WORK TO COMPLETE:
Repeat every one of the items below word for word, keeping each line in its original order.

----

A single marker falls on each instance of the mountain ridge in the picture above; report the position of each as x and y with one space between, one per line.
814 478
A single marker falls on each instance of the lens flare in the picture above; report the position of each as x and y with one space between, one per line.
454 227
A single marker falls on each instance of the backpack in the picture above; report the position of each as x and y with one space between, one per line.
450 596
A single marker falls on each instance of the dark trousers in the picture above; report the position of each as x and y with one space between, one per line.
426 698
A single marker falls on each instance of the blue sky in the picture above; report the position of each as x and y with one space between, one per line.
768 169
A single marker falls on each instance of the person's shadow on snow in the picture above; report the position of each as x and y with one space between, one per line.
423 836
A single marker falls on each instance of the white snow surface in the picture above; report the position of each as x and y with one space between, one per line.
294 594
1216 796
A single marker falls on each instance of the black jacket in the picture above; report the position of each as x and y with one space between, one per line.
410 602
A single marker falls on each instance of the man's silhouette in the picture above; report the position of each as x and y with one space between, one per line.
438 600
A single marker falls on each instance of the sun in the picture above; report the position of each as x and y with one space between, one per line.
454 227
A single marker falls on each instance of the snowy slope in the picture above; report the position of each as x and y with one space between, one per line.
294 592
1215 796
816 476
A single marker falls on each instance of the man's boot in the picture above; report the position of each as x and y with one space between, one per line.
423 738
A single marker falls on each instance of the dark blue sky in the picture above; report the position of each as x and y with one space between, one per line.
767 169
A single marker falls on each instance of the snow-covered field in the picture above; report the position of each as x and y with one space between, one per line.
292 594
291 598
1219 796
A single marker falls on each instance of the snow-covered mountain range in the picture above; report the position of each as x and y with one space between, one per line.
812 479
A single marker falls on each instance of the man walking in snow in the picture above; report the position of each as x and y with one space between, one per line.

----

EXERCISE ANSWER:
A single marker falls on each instance of the mountain ridge in the picture above; report the position of each as x and y with one space between, one per line.
814 478
A single marker falls on each instance of the lens flare in the picture above; report the position of each as x and y with one space between, one per line.
454 227
A single marker falls on each instance of the backpack in the picture above; report the position of each as x and y with one space between, one per line.
450 596
A single marker falls on each instance of the dark trousers in the picture above; report the position of each as x and y with one space between, one per line.
426 698
A single marker falls on each instance of the blue sky in the picture above; report the position of each as x and y with one space between, one per line.
768 169
A single marker falls on each instance of the person's shadow on snow in the picture above; report the position of each as x and y with one space between, one per line.
423 836
A single marker falls on each instance of the white snow surface in the picture above; report the position of each as x and y with one space between, one per line.
294 594
1216 796
A single marker falls on each instance of the black jacket in the picture above; report the position of each as x and y with one space between, one per line.
410 602
A single marker falls on each instance of the man's silhouette in the picture above; report the position of each as x and y with one space between, one per line.
438 600
A single marker falls on each instance of the sun in the picture above; report the position of each as x and y with one space between, one per line.
454 227
A single marker falls on each instance of the snowy slope in the picture above; report the position of each as x and y with one space between, one per line.
294 592
1215 796
816 476
A single marker falls on each instance of the man's boot in the picture above; report the position of each as x and y with one space between, one per line.
423 738
A single marker falls on each instance of the dark blue sky in the picture above; report the position of each as x and y with one space between, one per line.
767 169
A single marker falls on each instance of the snow-covered field in the picture above; report the position of each as x and y with one space between, one per line.
292 594
291 598
1219 796
A single marker falls on each instance of the snow-covered mountain range in the picture above; report the position of each as x and y with one space between, one per line.
812 479
A single marker falls on each instance of the man walking in snow in the picture above; report the position of each as x and y with one space between, one per line.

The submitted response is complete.